* Begin *
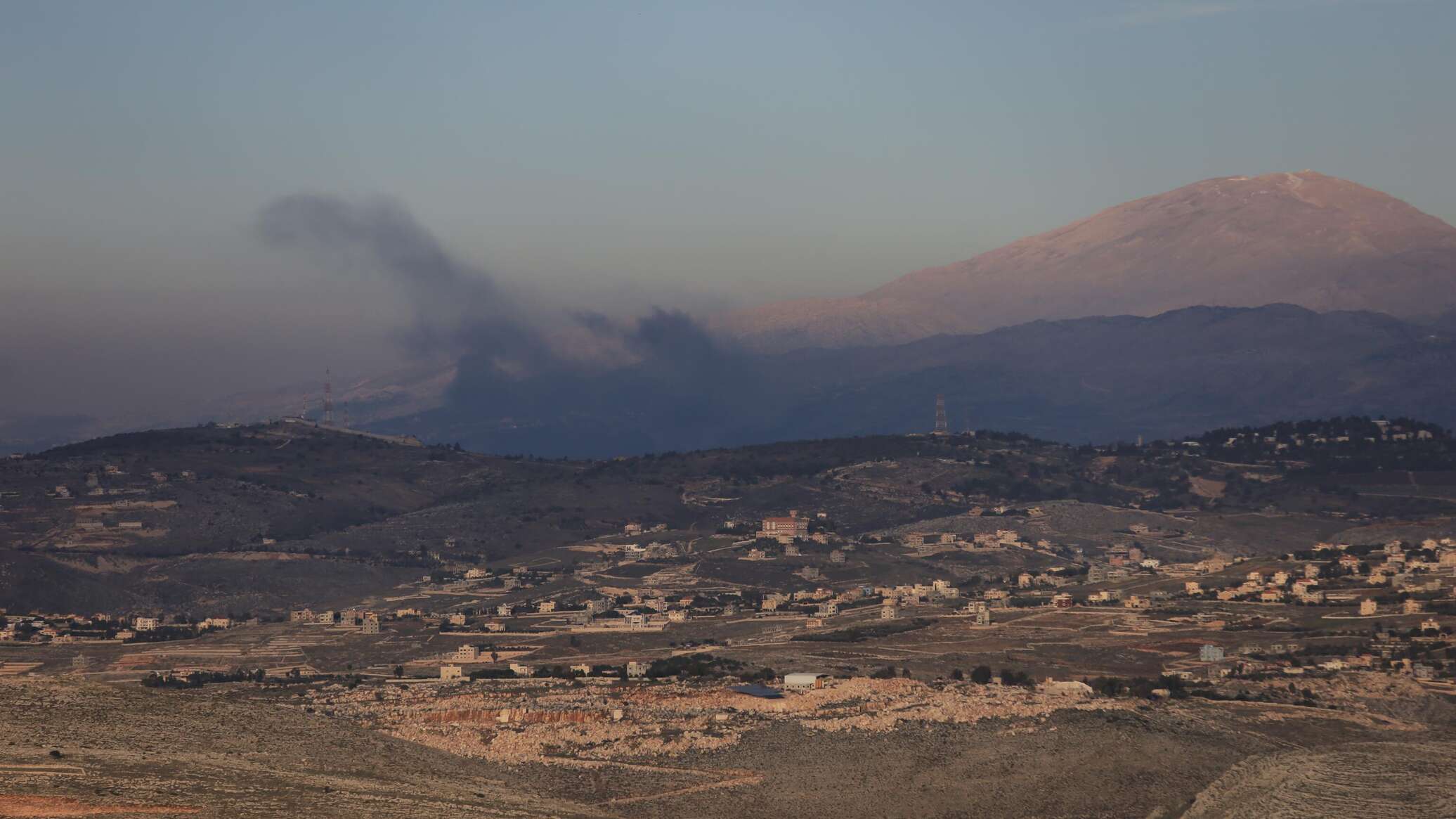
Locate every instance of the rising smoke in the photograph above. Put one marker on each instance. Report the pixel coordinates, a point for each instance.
(583, 384)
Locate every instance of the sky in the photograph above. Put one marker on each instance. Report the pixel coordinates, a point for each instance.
(622, 155)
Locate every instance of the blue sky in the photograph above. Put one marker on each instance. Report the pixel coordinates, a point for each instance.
(677, 152)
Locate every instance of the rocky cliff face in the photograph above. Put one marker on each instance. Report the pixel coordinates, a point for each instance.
(1301, 238)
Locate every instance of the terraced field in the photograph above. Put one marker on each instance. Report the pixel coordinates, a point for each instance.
(1378, 780)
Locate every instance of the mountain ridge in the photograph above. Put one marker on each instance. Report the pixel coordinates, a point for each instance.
(1302, 238)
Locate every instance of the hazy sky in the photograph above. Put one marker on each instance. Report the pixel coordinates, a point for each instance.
(680, 152)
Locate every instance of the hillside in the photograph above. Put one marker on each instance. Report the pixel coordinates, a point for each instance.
(1301, 238)
(460, 509)
(1089, 380)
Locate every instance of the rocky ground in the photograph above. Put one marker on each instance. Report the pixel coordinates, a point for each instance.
(859, 749)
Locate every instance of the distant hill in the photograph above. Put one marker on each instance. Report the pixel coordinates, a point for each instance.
(1301, 238)
(1091, 380)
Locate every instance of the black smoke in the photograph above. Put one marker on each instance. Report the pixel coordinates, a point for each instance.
(571, 384)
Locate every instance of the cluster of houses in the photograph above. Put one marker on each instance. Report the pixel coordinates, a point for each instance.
(1379, 432)
(58, 628)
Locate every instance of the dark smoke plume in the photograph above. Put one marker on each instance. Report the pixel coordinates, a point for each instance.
(592, 385)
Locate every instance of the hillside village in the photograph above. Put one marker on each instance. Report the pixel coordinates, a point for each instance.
(675, 611)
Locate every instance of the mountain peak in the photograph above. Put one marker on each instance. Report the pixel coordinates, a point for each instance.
(1304, 238)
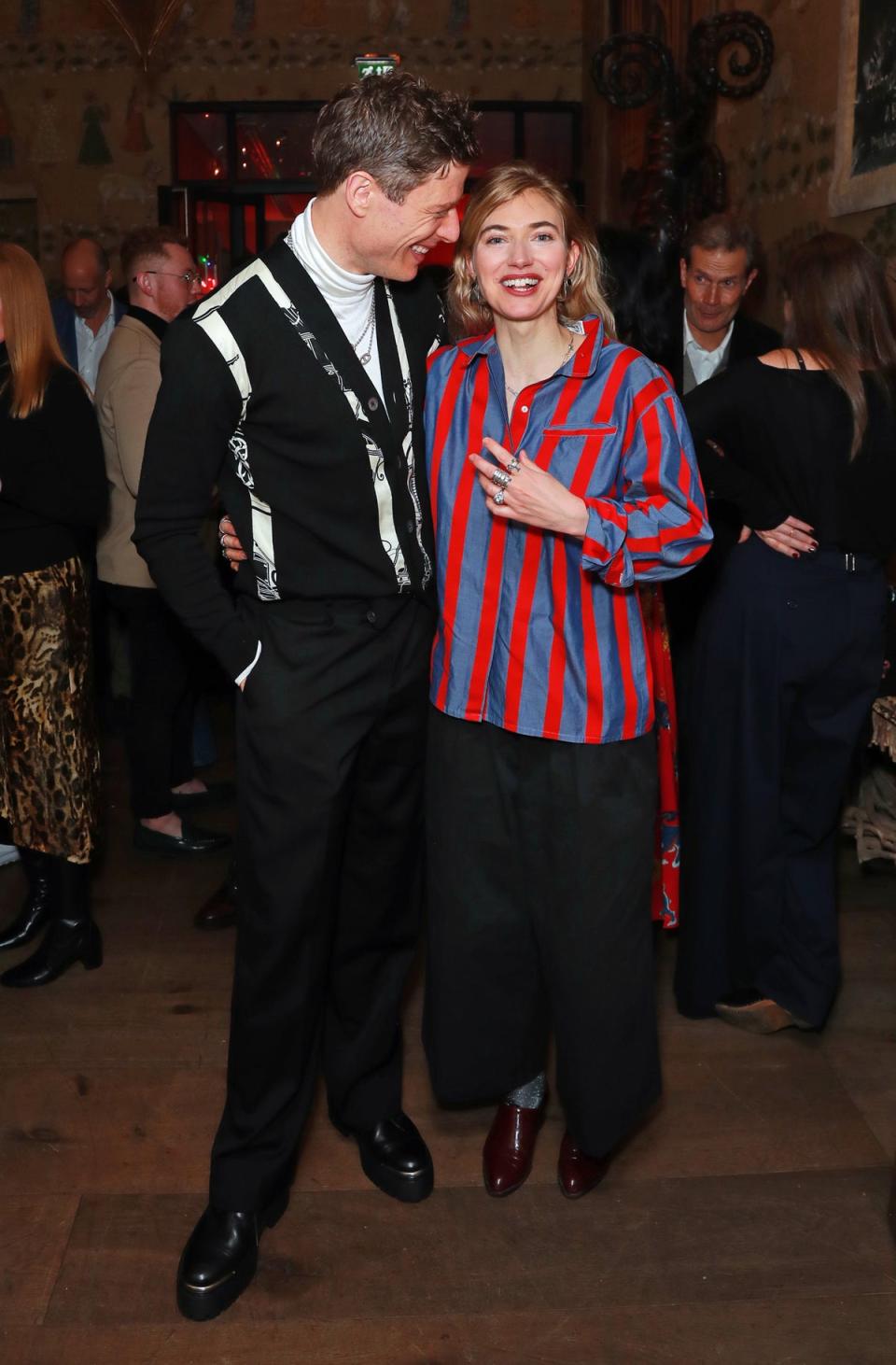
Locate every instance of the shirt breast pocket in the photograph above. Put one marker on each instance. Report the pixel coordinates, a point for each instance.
(571, 454)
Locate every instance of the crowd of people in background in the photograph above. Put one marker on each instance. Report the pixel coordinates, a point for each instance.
(648, 537)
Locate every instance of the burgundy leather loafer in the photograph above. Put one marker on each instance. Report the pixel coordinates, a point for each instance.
(576, 1172)
(509, 1147)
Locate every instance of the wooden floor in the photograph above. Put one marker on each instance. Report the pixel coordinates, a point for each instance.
(744, 1223)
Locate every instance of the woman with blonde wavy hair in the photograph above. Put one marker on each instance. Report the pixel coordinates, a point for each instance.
(562, 476)
(52, 494)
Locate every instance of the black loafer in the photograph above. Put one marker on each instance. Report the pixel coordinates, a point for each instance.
(219, 1259)
(396, 1158)
(194, 839)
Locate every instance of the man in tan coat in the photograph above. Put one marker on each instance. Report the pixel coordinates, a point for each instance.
(162, 278)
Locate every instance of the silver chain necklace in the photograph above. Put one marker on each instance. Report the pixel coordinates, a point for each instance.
(367, 334)
(516, 393)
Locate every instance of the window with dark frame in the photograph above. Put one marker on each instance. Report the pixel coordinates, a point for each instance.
(243, 171)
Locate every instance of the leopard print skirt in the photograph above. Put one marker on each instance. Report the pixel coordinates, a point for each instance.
(49, 758)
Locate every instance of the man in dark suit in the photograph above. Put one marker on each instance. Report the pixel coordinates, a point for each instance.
(86, 313)
(298, 389)
(718, 266)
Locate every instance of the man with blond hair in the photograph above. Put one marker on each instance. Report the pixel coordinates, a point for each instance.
(298, 387)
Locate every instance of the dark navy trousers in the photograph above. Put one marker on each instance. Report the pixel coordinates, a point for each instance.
(787, 664)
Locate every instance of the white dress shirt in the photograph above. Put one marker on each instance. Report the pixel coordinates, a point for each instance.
(91, 345)
(706, 363)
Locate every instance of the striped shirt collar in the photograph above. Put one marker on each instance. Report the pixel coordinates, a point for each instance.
(592, 327)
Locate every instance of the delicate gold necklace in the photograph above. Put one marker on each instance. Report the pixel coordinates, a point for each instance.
(516, 393)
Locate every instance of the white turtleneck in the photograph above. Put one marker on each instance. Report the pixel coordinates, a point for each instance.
(348, 295)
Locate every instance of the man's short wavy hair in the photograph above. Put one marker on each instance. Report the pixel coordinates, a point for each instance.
(397, 129)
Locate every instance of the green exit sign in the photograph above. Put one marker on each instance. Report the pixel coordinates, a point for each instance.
(377, 63)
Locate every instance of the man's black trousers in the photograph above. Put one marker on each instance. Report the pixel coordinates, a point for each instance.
(162, 697)
(789, 659)
(330, 745)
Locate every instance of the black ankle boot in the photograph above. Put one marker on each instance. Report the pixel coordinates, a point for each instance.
(71, 938)
(37, 908)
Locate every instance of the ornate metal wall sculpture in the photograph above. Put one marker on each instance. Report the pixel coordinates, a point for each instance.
(683, 174)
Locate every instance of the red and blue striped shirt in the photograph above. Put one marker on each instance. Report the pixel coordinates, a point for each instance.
(540, 632)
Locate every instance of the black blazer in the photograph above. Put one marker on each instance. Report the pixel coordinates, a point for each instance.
(748, 339)
(686, 597)
(293, 463)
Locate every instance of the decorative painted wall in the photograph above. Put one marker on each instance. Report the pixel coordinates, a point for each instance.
(780, 147)
(83, 127)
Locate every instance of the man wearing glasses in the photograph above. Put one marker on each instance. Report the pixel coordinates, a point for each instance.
(161, 278)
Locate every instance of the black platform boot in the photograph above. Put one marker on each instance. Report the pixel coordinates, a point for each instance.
(71, 938)
(37, 908)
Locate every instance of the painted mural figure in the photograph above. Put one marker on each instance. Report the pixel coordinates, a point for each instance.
(135, 135)
(94, 149)
(47, 149)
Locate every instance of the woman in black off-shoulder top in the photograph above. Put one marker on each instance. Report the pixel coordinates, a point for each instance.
(790, 649)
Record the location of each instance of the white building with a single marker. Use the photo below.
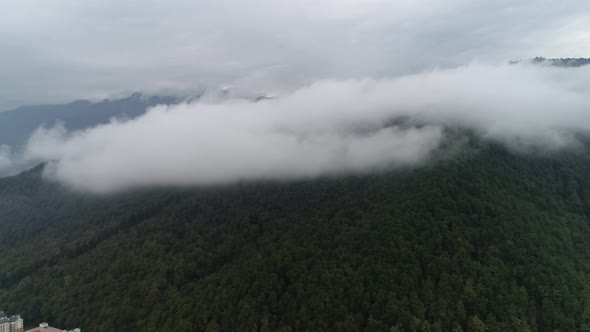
(44, 327)
(10, 324)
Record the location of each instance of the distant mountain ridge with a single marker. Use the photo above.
(558, 62)
(17, 125)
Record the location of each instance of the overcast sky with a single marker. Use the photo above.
(61, 50)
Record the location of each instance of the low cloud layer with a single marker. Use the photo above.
(329, 127)
(62, 50)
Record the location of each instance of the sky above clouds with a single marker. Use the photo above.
(359, 85)
(61, 50)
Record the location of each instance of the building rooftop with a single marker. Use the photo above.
(11, 319)
(43, 327)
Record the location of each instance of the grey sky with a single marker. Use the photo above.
(62, 50)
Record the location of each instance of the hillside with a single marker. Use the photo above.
(486, 239)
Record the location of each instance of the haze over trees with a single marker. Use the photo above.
(486, 240)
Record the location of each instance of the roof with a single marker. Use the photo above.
(10, 319)
(46, 329)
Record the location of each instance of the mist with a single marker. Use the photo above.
(327, 128)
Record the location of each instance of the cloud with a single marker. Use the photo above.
(69, 49)
(6, 158)
(328, 127)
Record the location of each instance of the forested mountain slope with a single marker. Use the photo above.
(485, 239)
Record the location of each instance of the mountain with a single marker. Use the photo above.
(17, 125)
(485, 240)
(560, 62)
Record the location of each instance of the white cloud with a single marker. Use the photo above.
(328, 127)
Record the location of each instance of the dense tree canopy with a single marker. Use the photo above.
(483, 240)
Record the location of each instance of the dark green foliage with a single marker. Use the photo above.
(486, 240)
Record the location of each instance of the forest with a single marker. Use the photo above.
(483, 240)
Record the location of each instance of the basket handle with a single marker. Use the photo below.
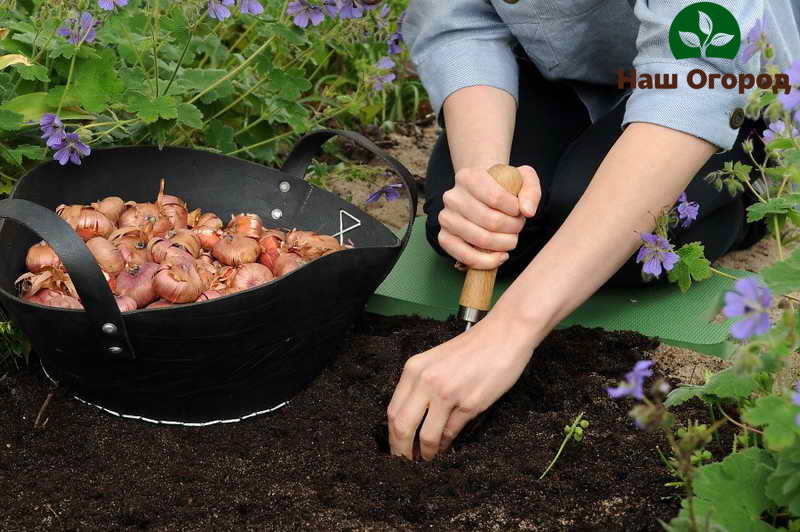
(307, 147)
(97, 299)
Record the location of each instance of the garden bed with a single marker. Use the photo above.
(318, 462)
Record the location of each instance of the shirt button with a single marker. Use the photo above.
(737, 118)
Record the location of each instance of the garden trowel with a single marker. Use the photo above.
(476, 295)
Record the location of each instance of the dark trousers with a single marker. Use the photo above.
(555, 136)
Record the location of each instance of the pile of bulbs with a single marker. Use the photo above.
(160, 254)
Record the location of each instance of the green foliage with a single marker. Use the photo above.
(693, 266)
(730, 495)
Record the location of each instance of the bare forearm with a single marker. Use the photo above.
(645, 171)
(480, 126)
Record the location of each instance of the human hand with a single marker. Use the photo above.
(481, 221)
(452, 383)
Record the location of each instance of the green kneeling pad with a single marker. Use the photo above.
(425, 284)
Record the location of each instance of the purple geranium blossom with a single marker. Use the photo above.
(634, 382)
(751, 300)
(687, 210)
(79, 29)
(792, 100)
(217, 9)
(656, 253)
(391, 192)
(304, 13)
(796, 401)
(52, 129)
(71, 149)
(395, 39)
(753, 40)
(252, 7)
(111, 5)
(385, 63)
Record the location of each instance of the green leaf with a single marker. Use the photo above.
(727, 384)
(150, 110)
(190, 115)
(289, 84)
(783, 277)
(778, 417)
(196, 80)
(779, 205)
(783, 486)
(682, 394)
(32, 73)
(693, 266)
(220, 136)
(9, 120)
(730, 494)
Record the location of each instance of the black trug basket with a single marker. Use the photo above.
(218, 361)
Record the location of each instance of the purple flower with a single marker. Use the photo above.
(52, 129)
(395, 39)
(634, 382)
(687, 210)
(392, 192)
(792, 100)
(111, 5)
(71, 149)
(252, 7)
(751, 300)
(656, 252)
(78, 30)
(752, 42)
(217, 9)
(304, 13)
(385, 63)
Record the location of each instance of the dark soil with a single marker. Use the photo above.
(316, 463)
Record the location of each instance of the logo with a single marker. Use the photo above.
(705, 29)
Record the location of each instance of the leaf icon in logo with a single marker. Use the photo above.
(690, 39)
(706, 25)
(721, 39)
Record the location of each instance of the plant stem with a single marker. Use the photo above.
(563, 444)
(232, 73)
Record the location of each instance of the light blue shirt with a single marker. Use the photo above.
(463, 43)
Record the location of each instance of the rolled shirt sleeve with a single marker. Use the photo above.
(705, 112)
(456, 44)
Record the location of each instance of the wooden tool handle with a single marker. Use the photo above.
(479, 284)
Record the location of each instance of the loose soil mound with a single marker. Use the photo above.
(316, 464)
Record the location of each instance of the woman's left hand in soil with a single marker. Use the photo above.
(444, 388)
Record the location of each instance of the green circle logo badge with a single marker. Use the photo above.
(705, 29)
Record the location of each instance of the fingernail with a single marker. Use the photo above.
(527, 206)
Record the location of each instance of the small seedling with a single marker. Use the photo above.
(575, 431)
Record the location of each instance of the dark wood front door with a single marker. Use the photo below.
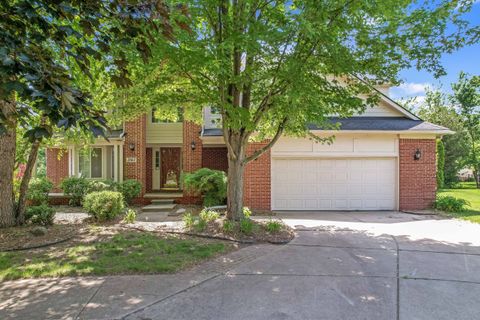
(170, 168)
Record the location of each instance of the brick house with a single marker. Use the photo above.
(383, 159)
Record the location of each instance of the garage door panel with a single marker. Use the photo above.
(333, 184)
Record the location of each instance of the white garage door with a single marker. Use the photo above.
(333, 184)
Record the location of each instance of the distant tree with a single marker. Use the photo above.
(466, 96)
(438, 109)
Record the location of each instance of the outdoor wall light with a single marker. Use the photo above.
(417, 155)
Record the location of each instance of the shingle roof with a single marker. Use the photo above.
(369, 123)
(383, 124)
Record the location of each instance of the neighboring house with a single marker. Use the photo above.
(383, 159)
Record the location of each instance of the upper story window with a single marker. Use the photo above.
(167, 117)
(90, 163)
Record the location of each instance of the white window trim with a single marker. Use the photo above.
(104, 163)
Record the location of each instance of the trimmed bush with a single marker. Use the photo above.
(38, 190)
(273, 226)
(76, 189)
(130, 189)
(451, 204)
(100, 185)
(103, 205)
(208, 215)
(211, 184)
(130, 216)
(40, 215)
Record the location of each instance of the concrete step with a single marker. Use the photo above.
(167, 207)
(163, 195)
(162, 201)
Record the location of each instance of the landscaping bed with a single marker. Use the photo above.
(210, 223)
(110, 250)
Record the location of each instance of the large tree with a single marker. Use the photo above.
(437, 108)
(40, 41)
(273, 67)
(466, 95)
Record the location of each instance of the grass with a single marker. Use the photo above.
(126, 253)
(469, 192)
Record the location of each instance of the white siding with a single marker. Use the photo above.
(167, 133)
(344, 145)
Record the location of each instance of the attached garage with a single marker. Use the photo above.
(334, 184)
(356, 172)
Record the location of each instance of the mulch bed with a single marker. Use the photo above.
(214, 230)
(21, 238)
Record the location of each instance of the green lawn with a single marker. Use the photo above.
(467, 191)
(126, 253)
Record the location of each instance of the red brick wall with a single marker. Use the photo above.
(215, 158)
(148, 187)
(57, 168)
(257, 179)
(191, 159)
(418, 183)
(136, 133)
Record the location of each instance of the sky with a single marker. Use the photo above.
(466, 59)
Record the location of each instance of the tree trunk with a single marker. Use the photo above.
(22, 198)
(236, 168)
(7, 165)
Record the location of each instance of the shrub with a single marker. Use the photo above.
(440, 164)
(103, 205)
(246, 226)
(200, 225)
(130, 189)
(38, 191)
(451, 204)
(211, 184)
(208, 215)
(76, 189)
(228, 226)
(100, 185)
(273, 226)
(130, 216)
(41, 215)
(189, 220)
* End *
▶ _REQUEST_
Return the line that contains "Record the location of each instance of the sky with" along with every line after it through the end of the entries, exactly, adding nothing.

▶ _RESPONSE BELOW_
Record the location of each instance of the sky with a single marker. Use the photo above.
(466, 59)
Record the location of each instance of the tree trunk with a single marker. Use the photo above.
(22, 198)
(236, 168)
(7, 165)
Record the location of each instance of the shrub with a single marker. Use the photo above.
(440, 164)
(103, 205)
(246, 226)
(200, 225)
(130, 189)
(38, 191)
(451, 204)
(211, 184)
(208, 215)
(76, 189)
(228, 226)
(100, 185)
(273, 226)
(130, 216)
(41, 215)
(189, 220)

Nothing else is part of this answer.